== Document extract

03 October 2009

On an "outstanding" lesson

I've just been channel-hopping and came across Teachers' TV. It was citing an example of an "outstanding" lesson on elementary geometry for, I guess, 9-year-olds. "Outstanding" is Ofsted's term, by the way.

Not only was the lesson poorly constructed, but just under the surface it was teaching rubbish...

  1. The teacher gave several instructions but then qualified them with, "but before that, you need to..."

  2. She put up a small text slide outlining the lesson objectives. Why? This is teacher-speak, which means nothing to learners, who have no interest in framing stuff this way. Basically, in order to make sense of this kind of specification of steps towards a goal (if that is actually a good metaphor) you need to be able to stand outside the experience, to see the map of the journey; and of course very few learners can do that. Indeed, probably none of them... not even postgrads. So all this "explanation" does is to confuse further.

  3. Most egregiously though, it reproduced precisely the offence I experienced at the same age. I can remember the class vividly. It was the first half of a Friday afternoon, just before Art or the Story which wound down the week, probably in the Spring of 1953 or thereabouts.

====
== Records shown

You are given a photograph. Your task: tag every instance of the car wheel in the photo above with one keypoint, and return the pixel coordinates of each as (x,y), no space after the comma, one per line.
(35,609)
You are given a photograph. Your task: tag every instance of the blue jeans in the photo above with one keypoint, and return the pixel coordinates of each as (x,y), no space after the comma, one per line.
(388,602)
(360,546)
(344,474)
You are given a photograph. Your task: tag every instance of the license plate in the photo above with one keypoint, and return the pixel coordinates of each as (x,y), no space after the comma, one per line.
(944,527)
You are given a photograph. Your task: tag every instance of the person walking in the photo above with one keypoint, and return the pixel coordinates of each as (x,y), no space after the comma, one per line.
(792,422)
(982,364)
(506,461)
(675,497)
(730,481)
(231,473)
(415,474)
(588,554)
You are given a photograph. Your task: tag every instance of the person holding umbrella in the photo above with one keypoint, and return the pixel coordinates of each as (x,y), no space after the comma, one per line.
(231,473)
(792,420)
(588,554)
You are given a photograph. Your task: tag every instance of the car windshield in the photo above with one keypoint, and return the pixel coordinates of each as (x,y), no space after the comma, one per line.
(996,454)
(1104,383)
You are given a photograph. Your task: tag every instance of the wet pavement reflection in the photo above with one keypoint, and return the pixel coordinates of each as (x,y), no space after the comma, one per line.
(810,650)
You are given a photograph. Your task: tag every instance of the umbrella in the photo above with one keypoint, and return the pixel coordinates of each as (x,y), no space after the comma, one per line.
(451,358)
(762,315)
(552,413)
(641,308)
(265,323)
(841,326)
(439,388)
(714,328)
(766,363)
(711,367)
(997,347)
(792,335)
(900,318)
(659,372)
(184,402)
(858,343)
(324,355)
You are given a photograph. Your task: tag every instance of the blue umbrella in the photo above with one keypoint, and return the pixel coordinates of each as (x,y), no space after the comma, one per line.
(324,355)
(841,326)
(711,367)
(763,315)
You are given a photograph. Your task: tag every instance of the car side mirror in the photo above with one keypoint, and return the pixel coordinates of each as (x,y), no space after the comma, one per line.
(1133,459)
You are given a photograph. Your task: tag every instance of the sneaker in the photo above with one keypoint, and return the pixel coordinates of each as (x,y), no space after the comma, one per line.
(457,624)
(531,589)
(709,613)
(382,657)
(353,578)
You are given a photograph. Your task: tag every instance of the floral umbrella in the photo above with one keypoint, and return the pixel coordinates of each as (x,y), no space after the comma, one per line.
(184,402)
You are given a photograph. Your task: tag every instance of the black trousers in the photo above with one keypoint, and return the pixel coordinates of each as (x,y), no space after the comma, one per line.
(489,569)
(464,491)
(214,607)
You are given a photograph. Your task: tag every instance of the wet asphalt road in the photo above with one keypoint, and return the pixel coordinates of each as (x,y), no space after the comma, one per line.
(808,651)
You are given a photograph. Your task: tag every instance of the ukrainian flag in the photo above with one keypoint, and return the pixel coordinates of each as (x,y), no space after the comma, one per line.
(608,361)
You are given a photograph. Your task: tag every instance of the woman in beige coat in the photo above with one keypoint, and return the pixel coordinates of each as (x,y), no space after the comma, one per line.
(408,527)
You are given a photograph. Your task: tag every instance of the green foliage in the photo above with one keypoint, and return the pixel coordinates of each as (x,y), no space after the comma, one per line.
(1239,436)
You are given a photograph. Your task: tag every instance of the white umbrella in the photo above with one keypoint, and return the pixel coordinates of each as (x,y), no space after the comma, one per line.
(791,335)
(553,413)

====

- _Task instructions_
Please list every distinct word or phrase that the lesson critique places in quotation marks, giving each one only once. The records come from a different source than the lesson critique.

- _Response below_
- "outstanding"
- "but before that, you need to..."
- "explanation"